** WORK TO DO **
Turn every item below into a numbered list, one line per entry, and leave out any blank lines.
— begin AVAILABLE DATA —
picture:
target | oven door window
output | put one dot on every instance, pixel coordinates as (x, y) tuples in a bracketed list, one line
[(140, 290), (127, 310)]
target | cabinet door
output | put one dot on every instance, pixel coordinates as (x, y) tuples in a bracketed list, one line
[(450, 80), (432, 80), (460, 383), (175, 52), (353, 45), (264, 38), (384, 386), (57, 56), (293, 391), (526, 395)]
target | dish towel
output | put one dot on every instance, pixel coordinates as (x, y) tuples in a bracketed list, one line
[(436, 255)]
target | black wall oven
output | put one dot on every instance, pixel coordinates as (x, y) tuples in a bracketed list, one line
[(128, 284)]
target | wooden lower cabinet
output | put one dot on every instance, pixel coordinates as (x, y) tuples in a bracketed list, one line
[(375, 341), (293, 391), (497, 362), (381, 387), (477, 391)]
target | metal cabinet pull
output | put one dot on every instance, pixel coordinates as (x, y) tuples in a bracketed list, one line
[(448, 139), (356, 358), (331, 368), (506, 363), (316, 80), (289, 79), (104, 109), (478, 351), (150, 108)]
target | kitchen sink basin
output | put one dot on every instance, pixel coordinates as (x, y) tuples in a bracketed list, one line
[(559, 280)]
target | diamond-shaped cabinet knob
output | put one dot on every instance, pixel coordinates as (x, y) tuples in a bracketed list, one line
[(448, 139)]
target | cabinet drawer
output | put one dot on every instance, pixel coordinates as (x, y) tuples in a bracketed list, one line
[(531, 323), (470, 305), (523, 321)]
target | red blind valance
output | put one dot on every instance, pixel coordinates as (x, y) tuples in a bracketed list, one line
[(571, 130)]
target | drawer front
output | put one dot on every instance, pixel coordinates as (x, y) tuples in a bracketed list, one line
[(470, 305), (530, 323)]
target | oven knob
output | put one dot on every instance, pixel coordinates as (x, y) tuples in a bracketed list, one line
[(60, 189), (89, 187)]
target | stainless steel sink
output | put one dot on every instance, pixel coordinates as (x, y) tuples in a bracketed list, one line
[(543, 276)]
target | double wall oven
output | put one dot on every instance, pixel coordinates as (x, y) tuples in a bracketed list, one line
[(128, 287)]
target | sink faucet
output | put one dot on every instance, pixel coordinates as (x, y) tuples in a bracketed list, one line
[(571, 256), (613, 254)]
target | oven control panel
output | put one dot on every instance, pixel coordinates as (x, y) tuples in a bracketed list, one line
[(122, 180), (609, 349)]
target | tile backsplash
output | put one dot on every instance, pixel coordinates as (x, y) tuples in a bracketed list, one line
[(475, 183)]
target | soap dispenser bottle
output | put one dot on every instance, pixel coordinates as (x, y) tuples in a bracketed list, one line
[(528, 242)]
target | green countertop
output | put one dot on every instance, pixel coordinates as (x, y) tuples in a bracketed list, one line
— end AVAILABLE DATA —
** FULL SOLUTION **
1. picture:
2. target | oven door window
3. output | put one dot on every instance, pixel coordinates as (x, y) tuples in a bracketed list, one line
4. [(140, 290), (127, 310)]
5. target | cabinet door
6. output | put one dot on every instance, pixel coordinates as (x, y) tuples in a bracketed list, one line
7. [(450, 80), (432, 80), (460, 383), (175, 52), (353, 45), (264, 38), (384, 386), (57, 56), (293, 391), (526, 395)]
8. target | dish towel
9. output | put one dot on every instance, pixel coordinates as (x, y) tuples in a bracketed list, one line
10. [(436, 255)]
11. target | black wall oven
12. output | put one dot on every instance, pixel coordinates as (x, y) tuples in a bracketed list, one line
13. [(128, 284)]
14. target | wooden lower cabinet
15. output | put one dot on every instance, pixel coordinates as (x, y) tuples in a bracketed list, one line
16. [(375, 341), (293, 391), (497, 362), (381, 387), (477, 391)]
17. target | metal cabinet pull
18. output | put one dot on every instance, pixel coordinates as (x, y) tuples in a bracketed list, one line
19. [(448, 139), (356, 358), (331, 368), (506, 363), (316, 80), (289, 79), (104, 109), (478, 351), (150, 108)]
20. target | kitchen sink basin
21. output | put one dot on every instance, pixel coordinates as (x, y) tuples in a bracketed list, one line
22. [(559, 280)]
23. target | diamond-shaped cabinet knob
24. output | put one dot on every instance, pixel coordinates as (x, y) tuples in a bracketed list, one line
25. [(448, 139)]
26. target | cabinet drawer
27. output | put one dot on every instance, pixel coordinates as (x, y) tuples in a bracketed list, one line
28. [(531, 323), (470, 305), (523, 321)]
29. target | red blind valance
30. output | put one dot on every instance, pixel coordinates as (x, y) tuples in a bracketed list, one line
31. [(571, 130)]
32. target | drawer front
33. output | put one dot on every instance, pixel coordinates as (x, y) tuples in a bracketed list, one line
34. [(470, 305), (530, 323)]
35. target | oven knob
36. output | put one dot on every instance, pixel coordinates as (x, y) tuples in a bracketed list, one line
37. [(60, 189), (89, 187)]
38. target | stainless steel sink
39. output | put one dot on every instance, pixel coordinates as (x, y) tuples in a bracketed list, one line
40. [(543, 276)]
41. target | double wall oven
42. output | put one dot on every instance, pixel coordinates as (x, y) tuples in a bracketed list, one line
43. [(128, 287)]
44. target | sink faucet
45. output | put one dot on every instance, pixel coordinates as (x, y) tuples in a bracketed list, one line
46. [(571, 256), (613, 254)]
47. target | oven control panel
48. output | put one dot on every instance, pixel coordinates as (x, y) tuples in a bracketed list, one line
49. [(122, 180), (609, 349)]
50. target | tile backsplash
51. output | put one dot on every instance, pixel coordinates as (x, y) tuples in a bracketed list, one line
52. [(475, 183)]
53. target | soap dispenser bottle
54. output | put one dot on every instance, pixel coordinates as (x, y) tuples in a bracketed list, one line
55. [(528, 242)]
56. target | green countertop
57. output | put one dot on every instance, pixel coordinates as (x, y) tuples in a bracketed list, one line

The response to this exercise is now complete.